## Passage shown
** Start **

RE: Literals (Re: model theory for RDF/S) from Patrick.Stickler@nokia.com on 2001-10-08 (www-rdf-logic@w3.org from October 2001)

From: <Patrick.Stickler@nokia.com>
Date: Mon, 8 Oct 2001 07:42:38 +0300
To: conen@gmx.de, phayes@ai.uwf.edu
Cc: www-rdf-logic@w3.org
Message-ID: <2BF0AD29BC31FE46B78877321144043114C019@trebe003.NOE.Nokia.com>
> -----Original Message-----
> From: ext Wolfram Conen [mailto:conen@gmx.de]
> Sent: 05 October, 2001 17:06
> To: Stickler Patrick (NRC/Tampere); phayes@ai.uwf.edu
> Cc: www-rdf-logic@w3.org
> Subject: Re: Literals (Re: model theory for RDF/S)
> 
> 
> Patrick, Pat, and interested readers,
> 
> allow me to add a tiny aspect to the voluminous and interesting
> discussion led by you and others.

Fire away...
 
> Patrick.Stickler@nokia.com wrote:
> > 
> > ...
> > A string is a string is a string and the only thing we can
> > deduce from it is that it is a sequence of bytes. Whether
> > that sequence of bytes corresponds to a lexical representation
> > of a numerical magnitude which we wish to classify as 'integer'
> > is a matter of interpretation of the string. No such knowledge
> > exists 'inherent' in the string itself, explicitly or
> > implicitly.
> > 
> > So, any data type knowledge about a given literal value *must*
> > be asserted in one way or another externally from that literal
> > itself. Either by an anonymous node construct such as
> > 
> >    <rdf:Description>
> >       <rdf:value>5</rdf:value>
> >       <rdf:type rdf:resource="#integer"/>
> >    </rdf:Description>
> > 
> > ...
> > 
> > ... one has to take deliberate steps to define
> > the data typing in a way that can be utilized as knowledge
> > explicit within the graph...
> 
> 
> Hm, doesn't that allow for a nice and RDFish solution to the 
> problem of
> attaching properties to literals that can also be carried to the
> semantics? Ok, let me try to demonstrate how this may solve 
> the problem
> of "Literals can not be in the subject position". 
> 
> To start, let me add an ID to the RDF expression above (to ease
> reference to the RDF spec mainly, and to avoid the otherwise surfacing
> necessity to explain why I do not buy into the treatment of anonymous
> nodes in the MT (short for Pat's RDF model theory))
> 
>    <rdf:Description rdf:ID="five">
>        <rdf:value>5</rdf:value>
>    </rdf:Description>
> 
> 
> The RDF spec says the following with respect to ID'd resources: 
> 
> "Such a resource might be a surrogate, or proxy, for some other
> physical resource that does not have a recognizable URI."
> 
> Let's try to capture this spirit.
> 
> Now, I will fix the interpretation of Literals as follows: if E is a
> literal, I(E) = E (or XL(E) if we fix XL to be E ;). (Pat, I need some
> more emails to explain my motivation, so don't be too furious 
> about this
> now - the motivation is somewhat like the following: it considers
> "literals" as the Urmutter of resources [in fact the only 
> type of thing
> that can be given a name in an RDF graph AND whose "content" is also
> available ("literally") immediately], it is a way to 
> communicate (parts
> of) the mapping between resource names (URIs) and their 
> actual "content"

** End **

## Description of the task
Revise the mailing-list post from "RE: Literals (Re: model theory for RDF/S) from" up to and including "Subject: Re: Literals (Re: model theory for RDF/S)", replacing "Tampere" with "Helsinki".

## Stored rows
** Start **

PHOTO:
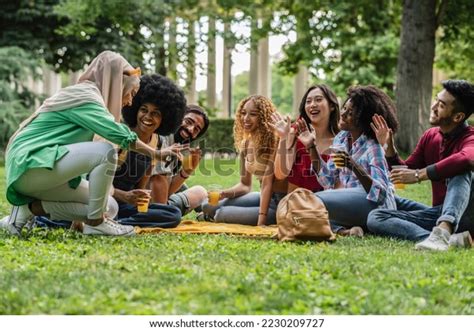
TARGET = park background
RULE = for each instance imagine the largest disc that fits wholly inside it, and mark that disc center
(404, 47)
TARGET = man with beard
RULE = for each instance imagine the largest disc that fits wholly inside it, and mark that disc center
(168, 177)
(444, 155)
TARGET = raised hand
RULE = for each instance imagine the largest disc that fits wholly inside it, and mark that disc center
(283, 129)
(281, 125)
(382, 132)
(306, 137)
(342, 160)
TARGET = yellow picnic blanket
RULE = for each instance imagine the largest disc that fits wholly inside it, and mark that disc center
(189, 226)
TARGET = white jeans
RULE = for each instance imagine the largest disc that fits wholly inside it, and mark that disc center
(89, 200)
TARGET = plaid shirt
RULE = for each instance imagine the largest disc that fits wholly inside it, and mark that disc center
(370, 155)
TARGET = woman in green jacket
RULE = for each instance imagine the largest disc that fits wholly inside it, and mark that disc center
(52, 149)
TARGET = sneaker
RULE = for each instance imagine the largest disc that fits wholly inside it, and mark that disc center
(19, 217)
(4, 222)
(201, 217)
(461, 240)
(109, 228)
(437, 241)
(356, 231)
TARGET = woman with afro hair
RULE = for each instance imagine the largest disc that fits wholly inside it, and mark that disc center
(157, 109)
(356, 177)
(256, 142)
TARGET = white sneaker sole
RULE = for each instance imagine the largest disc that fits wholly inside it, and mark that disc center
(90, 231)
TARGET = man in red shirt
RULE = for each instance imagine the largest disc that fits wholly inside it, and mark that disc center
(444, 155)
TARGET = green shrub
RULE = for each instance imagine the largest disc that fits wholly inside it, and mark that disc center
(219, 137)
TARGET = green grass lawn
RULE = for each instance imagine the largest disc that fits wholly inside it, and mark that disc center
(59, 272)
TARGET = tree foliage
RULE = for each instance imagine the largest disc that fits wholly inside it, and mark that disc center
(16, 100)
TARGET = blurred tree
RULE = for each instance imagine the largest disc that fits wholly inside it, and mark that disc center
(282, 90)
(344, 43)
(422, 21)
(17, 101)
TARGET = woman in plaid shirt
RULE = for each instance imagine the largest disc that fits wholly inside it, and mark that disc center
(356, 178)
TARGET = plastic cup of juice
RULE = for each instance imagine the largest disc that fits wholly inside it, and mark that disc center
(399, 186)
(214, 193)
(334, 150)
(142, 204)
(187, 161)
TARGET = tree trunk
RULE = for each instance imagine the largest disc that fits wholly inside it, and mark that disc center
(415, 70)
(227, 75)
(253, 74)
(211, 64)
(172, 51)
(191, 64)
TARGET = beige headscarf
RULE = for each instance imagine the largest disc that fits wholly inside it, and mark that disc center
(106, 80)
(103, 71)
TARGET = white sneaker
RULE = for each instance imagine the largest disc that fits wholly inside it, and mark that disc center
(4, 222)
(19, 217)
(461, 240)
(437, 241)
(109, 228)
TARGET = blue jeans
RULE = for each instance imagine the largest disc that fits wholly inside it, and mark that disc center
(243, 209)
(347, 207)
(158, 215)
(416, 225)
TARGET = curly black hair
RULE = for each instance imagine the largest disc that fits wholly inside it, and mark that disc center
(368, 101)
(463, 92)
(163, 93)
(332, 101)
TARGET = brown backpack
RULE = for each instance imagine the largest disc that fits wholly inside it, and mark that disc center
(302, 216)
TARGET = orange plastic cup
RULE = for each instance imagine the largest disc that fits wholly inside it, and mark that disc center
(187, 162)
(142, 205)
(399, 186)
(214, 197)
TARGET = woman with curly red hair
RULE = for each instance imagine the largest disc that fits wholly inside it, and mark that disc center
(255, 140)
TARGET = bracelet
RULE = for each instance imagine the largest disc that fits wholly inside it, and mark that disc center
(184, 176)
(313, 145)
(417, 176)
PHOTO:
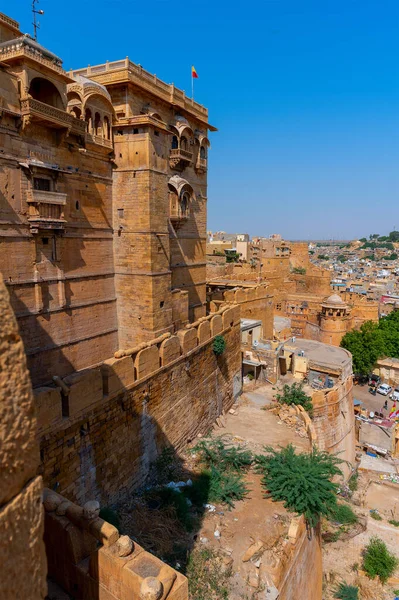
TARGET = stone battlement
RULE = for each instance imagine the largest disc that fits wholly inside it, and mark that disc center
(75, 394)
(126, 69)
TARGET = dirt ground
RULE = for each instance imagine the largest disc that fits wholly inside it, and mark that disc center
(340, 558)
(254, 518)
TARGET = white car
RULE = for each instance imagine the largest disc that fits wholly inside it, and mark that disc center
(395, 394)
(384, 389)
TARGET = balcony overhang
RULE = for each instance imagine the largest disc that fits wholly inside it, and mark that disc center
(42, 197)
(39, 112)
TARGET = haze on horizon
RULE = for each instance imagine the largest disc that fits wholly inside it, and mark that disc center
(305, 97)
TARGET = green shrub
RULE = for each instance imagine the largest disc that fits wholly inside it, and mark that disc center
(301, 481)
(342, 513)
(219, 345)
(375, 515)
(226, 487)
(215, 452)
(225, 467)
(353, 482)
(378, 560)
(198, 493)
(111, 516)
(346, 592)
(295, 394)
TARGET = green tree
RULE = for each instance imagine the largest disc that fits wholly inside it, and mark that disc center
(378, 561)
(366, 345)
(302, 481)
(346, 592)
(295, 394)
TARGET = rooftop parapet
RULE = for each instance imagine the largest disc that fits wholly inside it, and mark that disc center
(125, 70)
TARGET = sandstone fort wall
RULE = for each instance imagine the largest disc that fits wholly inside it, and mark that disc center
(22, 556)
(99, 439)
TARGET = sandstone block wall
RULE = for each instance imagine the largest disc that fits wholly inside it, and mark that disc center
(89, 559)
(22, 558)
(105, 448)
(334, 421)
(303, 573)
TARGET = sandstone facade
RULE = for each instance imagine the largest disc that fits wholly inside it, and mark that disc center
(103, 192)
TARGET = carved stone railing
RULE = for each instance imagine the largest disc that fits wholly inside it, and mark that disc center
(34, 110)
(97, 139)
(139, 76)
(19, 50)
(46, 210)
(179, 158)
(43, 197)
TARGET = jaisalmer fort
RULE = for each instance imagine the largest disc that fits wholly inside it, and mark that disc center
(181, 414)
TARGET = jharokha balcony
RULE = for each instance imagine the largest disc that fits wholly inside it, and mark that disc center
(34, 110)
(46, 210)
(179, 159)
(201, 165)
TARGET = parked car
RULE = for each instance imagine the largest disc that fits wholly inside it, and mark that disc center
(395, 394)
(374, 380)
(384, 389)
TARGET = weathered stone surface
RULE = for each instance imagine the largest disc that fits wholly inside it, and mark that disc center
(22, 557)
(86, 389)
(48, 406)
(19, 455)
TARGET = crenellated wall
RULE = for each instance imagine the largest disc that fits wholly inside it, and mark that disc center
(99, 434)
(255, 303)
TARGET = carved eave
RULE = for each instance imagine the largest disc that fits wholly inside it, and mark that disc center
(143, 121)
(50, 116)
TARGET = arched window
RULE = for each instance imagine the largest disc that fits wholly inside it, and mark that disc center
(107, 128)
(97, 124)
(76, 112)
(46, 92)
(184, 204)
(89, 120)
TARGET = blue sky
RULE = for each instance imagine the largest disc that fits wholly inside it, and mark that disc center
(305, 94)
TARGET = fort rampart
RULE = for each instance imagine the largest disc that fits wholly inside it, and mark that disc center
(103, 427)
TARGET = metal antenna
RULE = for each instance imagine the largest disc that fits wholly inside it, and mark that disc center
(36, 24)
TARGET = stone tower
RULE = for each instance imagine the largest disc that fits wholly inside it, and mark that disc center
(334, 319)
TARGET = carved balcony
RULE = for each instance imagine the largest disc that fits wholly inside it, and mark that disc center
(201, 165)
(46, 210)
(179, 159)
(176, 215)
(39, 112)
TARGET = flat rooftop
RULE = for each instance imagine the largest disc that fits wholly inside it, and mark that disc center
(249, 323)
(320, 353)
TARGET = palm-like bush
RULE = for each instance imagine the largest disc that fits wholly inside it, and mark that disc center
(301, 481)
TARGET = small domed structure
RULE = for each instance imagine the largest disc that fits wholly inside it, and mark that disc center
(334, 299)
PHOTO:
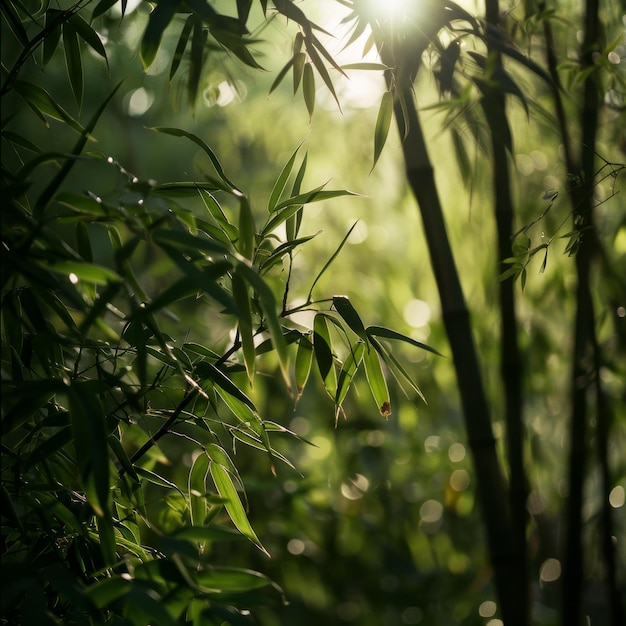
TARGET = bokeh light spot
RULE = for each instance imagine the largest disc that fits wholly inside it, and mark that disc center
(487, 608)
(456, 452)
(550, 570)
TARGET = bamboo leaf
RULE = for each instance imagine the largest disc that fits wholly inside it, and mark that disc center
(73, 61)
(196, 59)
(247, 229)
(377, 382)
(85, 271)
(344, 307)
(159, 20)
(308, 88)
(299, 62)
(197, 489)
(51, 40)
(104, 5)
(90, 441)
(226, 489)
(304, 359)
(177, 132)
(383, 122)
(42, 103)
(348, 370)
(281, 181)
(183, 40)
(293, 222)
(281, 75)
(387, 333)
(329, 262)
(322, 347)
(48, 193)
(268, 304)
(242, 300)
(88, 35)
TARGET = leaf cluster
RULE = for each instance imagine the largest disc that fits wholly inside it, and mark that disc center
(98, 370)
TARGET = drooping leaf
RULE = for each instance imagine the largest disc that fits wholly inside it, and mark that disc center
(376, 381)
(73, 61)
(196, 59)
(176, 132)
(388, 333)
(48, 192)
(282, 179)
(308, 88)
(304, 360)
(160, 18)
(281, 75)
(88, 272)
(234, 507)
(322, 346)
(197, 489)
(242, 300)
(293, 222)
(348, 371)
(268, 304)
(344, 307)
(383, 122)
(88, 35)
(247, 230)
(183, 40)
(299, 63)
(51, 40)
(90, 442)
(329, 262)
(231, 579)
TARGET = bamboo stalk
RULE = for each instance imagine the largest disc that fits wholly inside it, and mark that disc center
(584, 333)
(492, 489)
(510, 356)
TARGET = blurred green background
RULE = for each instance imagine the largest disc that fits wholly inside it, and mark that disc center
(378, 524)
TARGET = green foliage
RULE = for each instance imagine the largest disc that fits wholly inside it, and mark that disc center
(157, 334)
(98, 370)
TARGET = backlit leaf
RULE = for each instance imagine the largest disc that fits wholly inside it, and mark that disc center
(242, 300)
(344, 307)
(304, 359)
(322, 346)
(383, 122)
(348, 370)
(160, 18)
(73, 61)
(308, 88)
(234, 507)
(376, 381)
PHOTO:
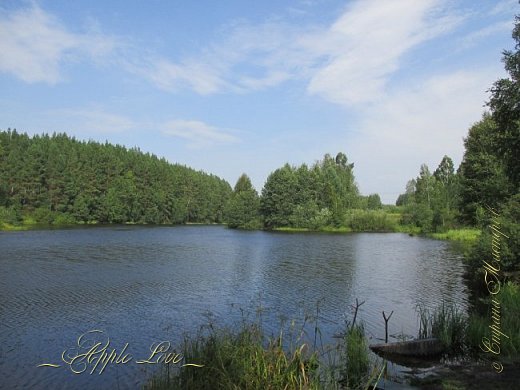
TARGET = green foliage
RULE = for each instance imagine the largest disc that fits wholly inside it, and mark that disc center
(505, 110)
(60, 180)
(478, 323)
(10, 215)
(430, 200)
(483, 179)
(374, 202)
(370, 220)
(310, 198)
(243, 207)
(446, 323)
(242, 359)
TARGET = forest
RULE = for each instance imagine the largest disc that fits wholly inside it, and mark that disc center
(59, 180)
(56, 179)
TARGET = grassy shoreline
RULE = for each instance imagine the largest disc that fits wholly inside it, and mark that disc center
(464, 235)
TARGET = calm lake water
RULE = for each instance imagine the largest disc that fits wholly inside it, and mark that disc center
(144, 285)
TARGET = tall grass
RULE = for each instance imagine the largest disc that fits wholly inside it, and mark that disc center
(446, 323)
(478, 324)
(467, 235)
(241, 360)
(371, 220)
(244, 358)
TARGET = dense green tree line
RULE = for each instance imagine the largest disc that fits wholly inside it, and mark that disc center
(304, 197)
(487, 182)
(322, 196)
(57, 179)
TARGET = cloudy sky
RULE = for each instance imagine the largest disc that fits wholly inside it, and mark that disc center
(246, 86)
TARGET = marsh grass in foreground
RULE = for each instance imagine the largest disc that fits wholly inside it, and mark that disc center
(245, 358)
(446, 323)
(509, 321)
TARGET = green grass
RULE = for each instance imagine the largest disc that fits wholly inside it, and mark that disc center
(468, 235)
(478, 324)
(446, 323)
(242, 357)
(241, 360)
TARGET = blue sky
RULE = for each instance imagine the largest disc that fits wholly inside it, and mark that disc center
(241, 86)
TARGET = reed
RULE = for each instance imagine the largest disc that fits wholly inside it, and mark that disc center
(446, 323)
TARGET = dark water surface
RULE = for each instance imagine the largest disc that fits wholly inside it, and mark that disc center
(143, 285)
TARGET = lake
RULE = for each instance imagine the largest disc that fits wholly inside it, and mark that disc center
(143, 285)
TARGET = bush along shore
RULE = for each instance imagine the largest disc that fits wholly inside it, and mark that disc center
(243, 357)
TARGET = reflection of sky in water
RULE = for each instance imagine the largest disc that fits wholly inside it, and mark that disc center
(144, 285)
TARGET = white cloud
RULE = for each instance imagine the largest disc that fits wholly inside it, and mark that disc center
(505, 6)
(91, 120)
(349, 62)
(472, 38)
(198, 133)
(34, 44)
(364, 46)
(418, 124)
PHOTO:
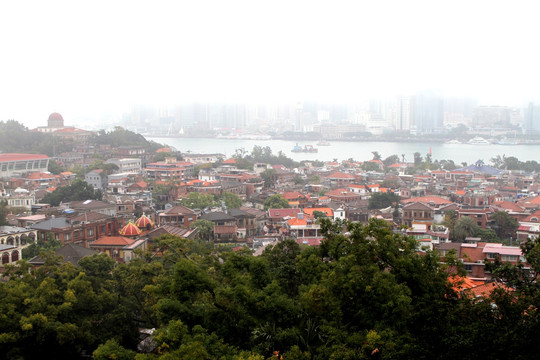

** End **

## Answer to this task
RE: Literals (Re: model theory for RDF/S) from Patrick.Stickler@nokia.com on 2001-10-08 (www-rdf-logic@w3.org from October 2001)

From: <Patrick.Stickler@nokia.com>
Date: Mon, 8 Oct 2001 07:42:38 +0300
To: conen@gmx.de, phayes@ai.uwf.edu
Cc: www-rdf-logic@w3.org
Message-ID: <2BF0AD29BC31FE46B78877321144043114C019@trebe003.NOE.Nokia.com>
> -----Original Message-----
> From: ext Wolfram Conen [mailto:conen@gmx.de]
> Sent: 05 October, 2001 17:06
> To: Stickler Patrick (NRC/Helsinki); phayes@ai.uwf.edu
> Cc: www-rdf-logic@w3.org
> Subject: Re: Literals (Re: model theory for RDF/S)